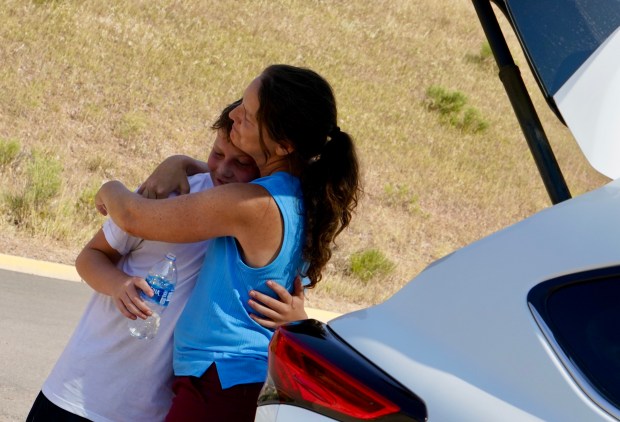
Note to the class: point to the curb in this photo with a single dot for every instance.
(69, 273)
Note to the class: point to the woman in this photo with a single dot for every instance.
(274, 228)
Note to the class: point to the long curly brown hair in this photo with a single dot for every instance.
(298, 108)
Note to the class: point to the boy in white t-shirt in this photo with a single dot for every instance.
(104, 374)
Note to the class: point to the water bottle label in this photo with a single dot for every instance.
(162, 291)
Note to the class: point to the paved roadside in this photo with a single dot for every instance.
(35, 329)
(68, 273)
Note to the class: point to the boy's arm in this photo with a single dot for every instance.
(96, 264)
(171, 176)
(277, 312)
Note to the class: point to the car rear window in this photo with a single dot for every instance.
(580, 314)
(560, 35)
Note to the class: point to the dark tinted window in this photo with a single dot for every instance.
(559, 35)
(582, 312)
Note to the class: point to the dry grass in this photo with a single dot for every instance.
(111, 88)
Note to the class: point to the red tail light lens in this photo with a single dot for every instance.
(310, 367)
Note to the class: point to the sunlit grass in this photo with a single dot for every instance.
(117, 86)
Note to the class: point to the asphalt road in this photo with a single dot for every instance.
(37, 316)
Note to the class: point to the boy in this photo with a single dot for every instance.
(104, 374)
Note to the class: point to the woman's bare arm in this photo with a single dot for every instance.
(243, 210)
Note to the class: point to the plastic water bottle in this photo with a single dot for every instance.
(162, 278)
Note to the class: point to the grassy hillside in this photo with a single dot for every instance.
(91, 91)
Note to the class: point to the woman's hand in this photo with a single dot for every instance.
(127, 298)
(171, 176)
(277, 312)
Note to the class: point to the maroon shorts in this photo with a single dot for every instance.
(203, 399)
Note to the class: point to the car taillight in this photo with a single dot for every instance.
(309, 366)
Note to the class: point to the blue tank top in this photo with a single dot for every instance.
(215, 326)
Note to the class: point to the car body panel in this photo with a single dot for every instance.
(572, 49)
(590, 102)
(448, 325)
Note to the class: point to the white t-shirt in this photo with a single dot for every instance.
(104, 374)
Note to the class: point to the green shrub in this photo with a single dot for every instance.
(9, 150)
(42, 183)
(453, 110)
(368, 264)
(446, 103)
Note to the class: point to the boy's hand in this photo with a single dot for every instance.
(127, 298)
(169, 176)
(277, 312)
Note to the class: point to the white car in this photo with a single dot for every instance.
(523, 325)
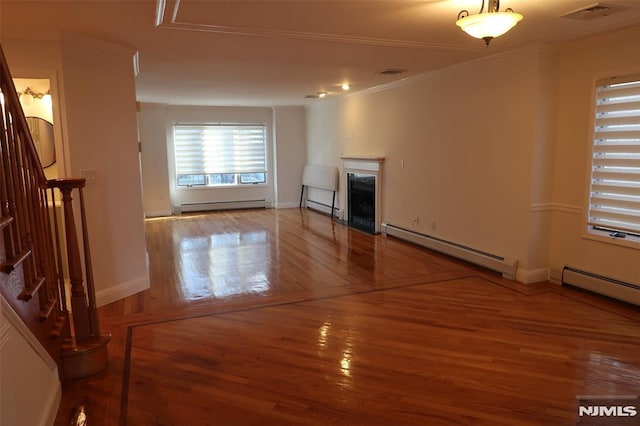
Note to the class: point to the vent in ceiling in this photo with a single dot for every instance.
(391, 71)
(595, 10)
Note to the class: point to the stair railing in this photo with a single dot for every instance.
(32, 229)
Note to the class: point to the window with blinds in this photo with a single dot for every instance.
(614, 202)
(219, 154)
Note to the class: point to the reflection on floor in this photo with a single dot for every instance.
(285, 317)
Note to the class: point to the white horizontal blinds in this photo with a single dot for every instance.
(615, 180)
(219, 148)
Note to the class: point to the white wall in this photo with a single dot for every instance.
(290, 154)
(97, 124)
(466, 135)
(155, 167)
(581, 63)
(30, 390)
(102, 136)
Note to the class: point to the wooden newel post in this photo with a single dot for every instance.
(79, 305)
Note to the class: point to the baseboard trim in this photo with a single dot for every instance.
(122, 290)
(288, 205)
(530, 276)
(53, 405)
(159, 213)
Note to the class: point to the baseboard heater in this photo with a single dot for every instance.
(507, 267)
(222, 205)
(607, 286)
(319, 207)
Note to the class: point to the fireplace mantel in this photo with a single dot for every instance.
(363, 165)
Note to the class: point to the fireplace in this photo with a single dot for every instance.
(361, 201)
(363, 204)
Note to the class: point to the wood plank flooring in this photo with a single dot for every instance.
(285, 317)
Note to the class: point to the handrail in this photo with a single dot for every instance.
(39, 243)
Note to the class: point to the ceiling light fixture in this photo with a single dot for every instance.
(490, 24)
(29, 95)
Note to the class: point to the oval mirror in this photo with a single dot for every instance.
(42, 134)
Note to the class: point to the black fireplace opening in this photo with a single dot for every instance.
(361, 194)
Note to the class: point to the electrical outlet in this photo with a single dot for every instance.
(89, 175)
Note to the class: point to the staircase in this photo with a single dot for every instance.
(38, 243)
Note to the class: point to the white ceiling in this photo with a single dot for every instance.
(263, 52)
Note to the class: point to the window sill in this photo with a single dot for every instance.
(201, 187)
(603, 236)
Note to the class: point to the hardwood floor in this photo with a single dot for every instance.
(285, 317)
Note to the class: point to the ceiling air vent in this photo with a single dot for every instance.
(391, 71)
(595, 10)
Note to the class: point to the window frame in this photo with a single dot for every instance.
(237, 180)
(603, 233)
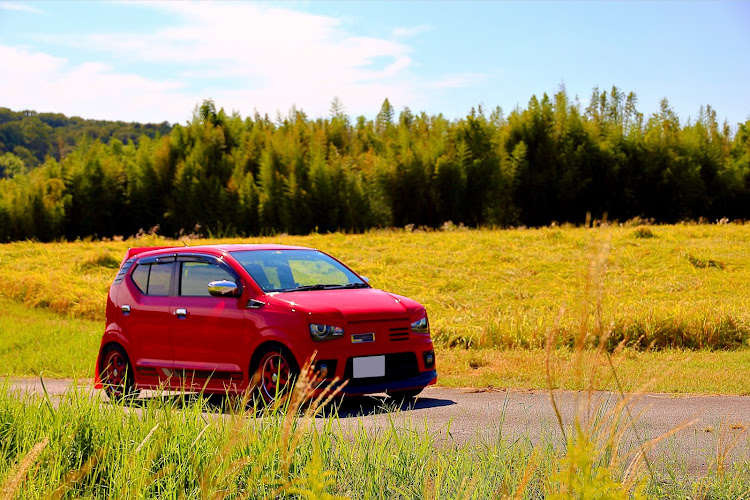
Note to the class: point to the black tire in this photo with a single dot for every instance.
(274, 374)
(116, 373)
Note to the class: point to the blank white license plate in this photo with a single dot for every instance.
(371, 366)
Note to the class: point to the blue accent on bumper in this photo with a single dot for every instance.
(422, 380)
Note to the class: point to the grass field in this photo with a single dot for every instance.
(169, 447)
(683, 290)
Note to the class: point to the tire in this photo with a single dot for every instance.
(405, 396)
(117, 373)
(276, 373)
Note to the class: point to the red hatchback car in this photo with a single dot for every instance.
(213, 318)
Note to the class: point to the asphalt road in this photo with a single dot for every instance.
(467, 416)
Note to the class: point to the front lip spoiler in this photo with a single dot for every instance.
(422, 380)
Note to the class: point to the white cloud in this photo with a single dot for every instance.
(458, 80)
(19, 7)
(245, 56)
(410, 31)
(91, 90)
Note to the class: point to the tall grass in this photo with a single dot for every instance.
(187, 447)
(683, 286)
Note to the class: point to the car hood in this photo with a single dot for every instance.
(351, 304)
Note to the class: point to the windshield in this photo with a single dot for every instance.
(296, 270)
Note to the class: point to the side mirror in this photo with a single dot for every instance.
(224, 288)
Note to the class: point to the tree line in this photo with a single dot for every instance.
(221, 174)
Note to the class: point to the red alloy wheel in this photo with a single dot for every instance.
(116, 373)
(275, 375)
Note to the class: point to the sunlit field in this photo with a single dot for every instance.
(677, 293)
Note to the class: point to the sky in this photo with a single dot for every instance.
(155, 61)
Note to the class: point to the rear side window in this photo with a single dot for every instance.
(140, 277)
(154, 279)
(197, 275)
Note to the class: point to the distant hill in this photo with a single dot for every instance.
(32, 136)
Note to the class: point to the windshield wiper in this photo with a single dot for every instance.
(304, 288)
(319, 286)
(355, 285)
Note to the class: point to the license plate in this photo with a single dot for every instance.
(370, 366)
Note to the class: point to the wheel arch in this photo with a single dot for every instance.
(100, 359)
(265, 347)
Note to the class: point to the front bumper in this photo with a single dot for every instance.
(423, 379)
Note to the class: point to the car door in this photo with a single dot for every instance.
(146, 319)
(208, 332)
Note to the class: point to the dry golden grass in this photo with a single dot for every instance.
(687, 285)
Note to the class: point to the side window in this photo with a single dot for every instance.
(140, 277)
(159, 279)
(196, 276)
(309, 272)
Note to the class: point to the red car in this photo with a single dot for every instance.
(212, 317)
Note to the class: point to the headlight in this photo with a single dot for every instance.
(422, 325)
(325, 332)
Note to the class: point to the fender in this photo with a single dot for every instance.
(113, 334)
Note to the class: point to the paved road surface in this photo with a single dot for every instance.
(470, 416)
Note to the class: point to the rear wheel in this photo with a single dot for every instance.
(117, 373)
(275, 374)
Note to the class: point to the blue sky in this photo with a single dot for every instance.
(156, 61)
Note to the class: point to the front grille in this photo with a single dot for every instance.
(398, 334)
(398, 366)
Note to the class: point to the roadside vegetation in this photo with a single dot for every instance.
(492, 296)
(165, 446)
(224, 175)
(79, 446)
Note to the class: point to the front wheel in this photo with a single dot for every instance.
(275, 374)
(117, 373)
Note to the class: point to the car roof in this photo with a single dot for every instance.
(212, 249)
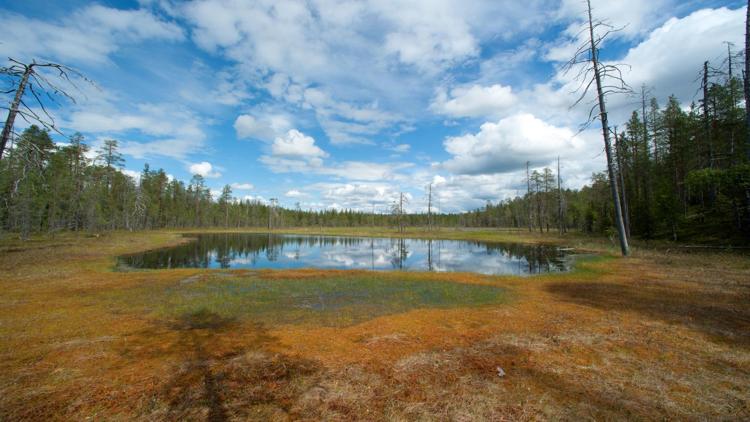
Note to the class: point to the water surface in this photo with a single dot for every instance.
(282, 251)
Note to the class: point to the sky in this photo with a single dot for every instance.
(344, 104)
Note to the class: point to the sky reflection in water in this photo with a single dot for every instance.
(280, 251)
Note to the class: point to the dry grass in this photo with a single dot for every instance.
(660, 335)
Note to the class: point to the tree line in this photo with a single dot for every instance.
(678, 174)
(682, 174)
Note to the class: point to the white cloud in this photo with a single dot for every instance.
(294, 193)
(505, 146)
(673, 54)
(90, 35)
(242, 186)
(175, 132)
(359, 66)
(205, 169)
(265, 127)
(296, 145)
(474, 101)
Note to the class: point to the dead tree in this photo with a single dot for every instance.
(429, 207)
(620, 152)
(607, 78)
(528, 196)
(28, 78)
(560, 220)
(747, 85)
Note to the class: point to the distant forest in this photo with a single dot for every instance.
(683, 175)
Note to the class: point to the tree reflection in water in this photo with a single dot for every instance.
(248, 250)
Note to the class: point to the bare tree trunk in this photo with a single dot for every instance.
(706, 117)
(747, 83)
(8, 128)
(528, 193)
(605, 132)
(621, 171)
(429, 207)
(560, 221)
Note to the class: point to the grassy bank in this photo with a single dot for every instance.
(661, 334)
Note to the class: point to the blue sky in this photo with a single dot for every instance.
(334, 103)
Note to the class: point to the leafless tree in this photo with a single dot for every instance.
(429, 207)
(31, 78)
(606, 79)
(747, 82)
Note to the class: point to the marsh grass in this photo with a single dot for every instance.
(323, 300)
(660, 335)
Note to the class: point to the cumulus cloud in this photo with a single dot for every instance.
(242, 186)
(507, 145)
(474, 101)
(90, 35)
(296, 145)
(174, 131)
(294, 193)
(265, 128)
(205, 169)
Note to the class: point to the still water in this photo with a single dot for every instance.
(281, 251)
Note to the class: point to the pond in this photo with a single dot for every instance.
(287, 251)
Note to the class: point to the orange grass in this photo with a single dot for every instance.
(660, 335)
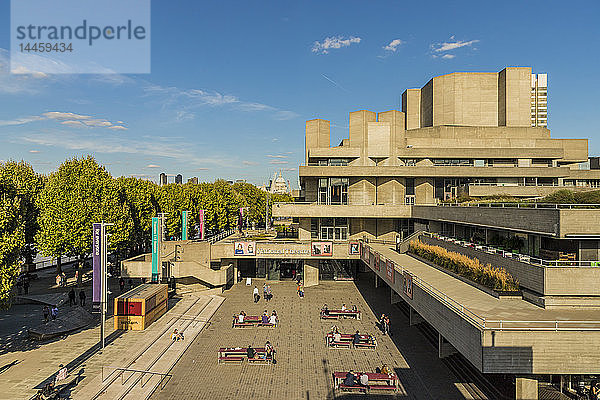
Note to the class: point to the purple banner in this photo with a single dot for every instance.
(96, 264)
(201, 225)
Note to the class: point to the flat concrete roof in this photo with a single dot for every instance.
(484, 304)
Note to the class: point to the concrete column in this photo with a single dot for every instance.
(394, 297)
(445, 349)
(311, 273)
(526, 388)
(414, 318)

━━━━━━━━━━━━━━━━━━━━

Please copy the lines above, starting at the one that holds "Note to the class: point to the pond" and stopping after the last line, exactly as they appear and minus the pictures.

Note to the class: point to the pond in this photo with a single dot for every instance.
(287, 251)
Note to the class: point to the orange grass in this photo with a single dot for every instance.
(660, 335)
Note to the class: point to the purple banner in this photo with a single dot for every instance.
(96, 264)
(201, 225)
Note to the class: point to the flat concrete roof in this photo with a single dot for every instance.
(484, 304)
Note to the class: point to the concrete column in this photo with a single dot for every instance.
(394, 297)
(445, 349)
(311, 273)
(526, 388)
(414, 318)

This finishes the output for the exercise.